(What to work on): Please return every line of the listing below that contains the word "window", copying each such line in full.

(Stored data):
>>>

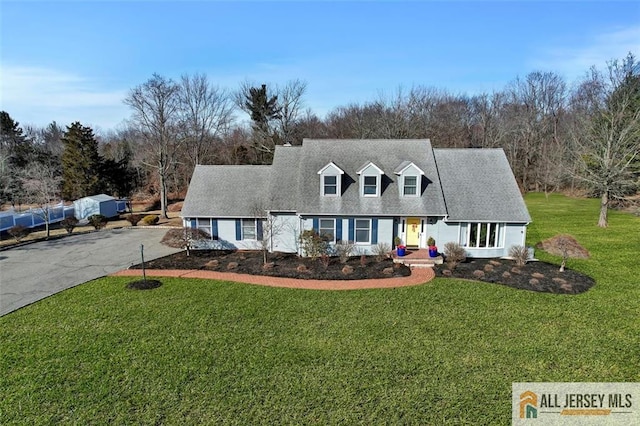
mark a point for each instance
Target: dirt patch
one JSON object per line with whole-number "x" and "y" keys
{"x": 534, "y": 276}
{"x": 287, "y": 265}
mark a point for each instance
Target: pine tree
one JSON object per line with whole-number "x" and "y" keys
{"x": 81, "y": 163}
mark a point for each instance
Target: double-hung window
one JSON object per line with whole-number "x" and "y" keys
{"x": 363, "y": 231}
{"x": 370, "y": 186}
{"x": 327, "y": 228}
{"x": 410, "y": 185}
{"x": 249, "y": 229}
{"x": 330, "y": 185}
{"x": 483, "y": 235}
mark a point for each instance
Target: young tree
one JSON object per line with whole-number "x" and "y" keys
{"x": 81, "y": 163}
{"x": 42, "y": 187}
{"x": 155, "y": 106}
{"x": 607, "y": 133}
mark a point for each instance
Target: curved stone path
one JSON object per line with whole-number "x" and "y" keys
{"x": 418, "y": 276}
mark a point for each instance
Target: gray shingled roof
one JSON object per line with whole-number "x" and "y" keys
{"x": 350, "y": 155}
{"x": 226, "y": 191}
{"x": 479, "y": 186}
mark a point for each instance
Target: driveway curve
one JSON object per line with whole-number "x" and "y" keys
{"x": 31, "y": 272}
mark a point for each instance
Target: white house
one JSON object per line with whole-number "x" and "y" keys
{"x": 365, "y": 191}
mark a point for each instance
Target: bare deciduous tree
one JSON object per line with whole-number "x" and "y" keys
{"x": 155, "y": 106}
{"x": 607, "y": 133}
{"x": 206, "y": 114}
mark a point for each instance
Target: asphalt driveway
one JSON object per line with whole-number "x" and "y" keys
{"x": 34, "y": 271}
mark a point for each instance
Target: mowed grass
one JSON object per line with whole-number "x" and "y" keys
{"x": 207, "y": 352}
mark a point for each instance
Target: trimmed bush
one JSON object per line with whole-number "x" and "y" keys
{"x": 381, "y": 251}
{"x": 454, "y": 253}
{"x": 520, "y": 254}
{"x": 18, "y": 232}
{"x": 69, "y": 224}
{"x": 313, "y": 244}
{"x": 133, "y": 219}
{"x": 98, "y": 221}
{"x": 343, "y": 249}
{"x": 150, "y": 219}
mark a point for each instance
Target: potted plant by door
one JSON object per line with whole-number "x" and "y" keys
{"x": 433, "y": 250}
{"x": 401, "y": 249}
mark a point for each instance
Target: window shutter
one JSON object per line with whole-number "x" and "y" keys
{"x": 214, "y": 229}
{"x": 259, "y": 229}
{"x": 374, "y": 231}
{"x": 352, "y": 229}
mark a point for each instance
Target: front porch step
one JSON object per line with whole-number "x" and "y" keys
{"x": 419, "y": 262}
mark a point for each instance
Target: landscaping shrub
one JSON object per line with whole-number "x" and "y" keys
{"x": 133, "y": 219}
{"x": 313, "y": 244}
{"x": 343, "y": 249}
{"x": 381, "y": 250}
{"x": 69, "y": 223}
{"x": 18, "y": 232}
{"x": 98, "y": 221}
{"x": 520, "y": 254}
{"x": 150, "y": 219}
{"x": 454, "y": 253}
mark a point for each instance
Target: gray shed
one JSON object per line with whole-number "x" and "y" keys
{"x": 102, "y": 204}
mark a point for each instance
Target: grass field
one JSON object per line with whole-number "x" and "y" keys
{"x": 206, "y": 352}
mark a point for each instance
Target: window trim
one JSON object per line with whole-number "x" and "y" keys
{"x": 255, "y": 229}
{"x": 404, "y": 186}
{"x": 498, "y": 240}
{"x": 333, "y": 229}
{"x": 336, "y": 185}
{"x": 365, "y": 185}
{"x": 355, "y": 231}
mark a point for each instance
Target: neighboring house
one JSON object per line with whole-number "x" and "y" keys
{"x": 366, "y": 191}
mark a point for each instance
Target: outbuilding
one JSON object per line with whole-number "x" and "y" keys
{"x": 102, "y": 204}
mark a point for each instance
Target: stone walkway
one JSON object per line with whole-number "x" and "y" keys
{"x": 418, "y": 276}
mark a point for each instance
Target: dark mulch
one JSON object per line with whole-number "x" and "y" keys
{"x": 144, "y": 284}
{"x": 534, "y": 276}
{"x": 281, "y": 265}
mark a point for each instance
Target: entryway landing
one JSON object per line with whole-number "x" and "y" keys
{"x": 418, "y": 258}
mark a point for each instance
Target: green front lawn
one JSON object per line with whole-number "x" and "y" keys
{"x": 206, "y": 352}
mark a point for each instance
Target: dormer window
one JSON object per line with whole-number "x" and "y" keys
{"x": 330, "y": 185}
{"x": 409, "y": 179}
{"x": 370, "y": 179}
{"x": 330, "y": 180}
{"x": 370, "y": 186}
{"x": 410, "y": 185}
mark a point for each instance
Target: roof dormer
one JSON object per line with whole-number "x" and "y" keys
{"x": 370, "y": 180}
{"x": 330, "y": 180}
{"x": 409, "y": 180}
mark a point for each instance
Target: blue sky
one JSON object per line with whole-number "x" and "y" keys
{"x": 75, "y": 61}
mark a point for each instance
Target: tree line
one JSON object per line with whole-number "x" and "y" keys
{"x": 584, "y": 136}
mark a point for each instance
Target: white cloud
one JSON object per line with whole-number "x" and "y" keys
{"x": 573, "y": 62}
{"x": 38, "y": 96}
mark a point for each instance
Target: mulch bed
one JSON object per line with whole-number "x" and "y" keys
{"x": 534, "y": 276}
{"x": 287, "y": 265}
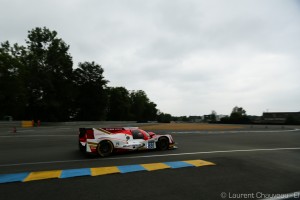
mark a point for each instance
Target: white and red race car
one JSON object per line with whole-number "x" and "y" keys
{"x": 105, "y": 141}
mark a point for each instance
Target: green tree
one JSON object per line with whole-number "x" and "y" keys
{"x": 13, "y": 96}
{"x": 92, "y": 94}
{"x": 164, "y": 117}
{"x": 50, "y": 76}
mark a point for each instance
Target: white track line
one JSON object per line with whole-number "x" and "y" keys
{"x": 152, "y": 156}
{"x": 245, "y": 131}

<<<

(Full answer):
Target: double-hung window
Target: window shutter
Target: window trim
Target: dormer window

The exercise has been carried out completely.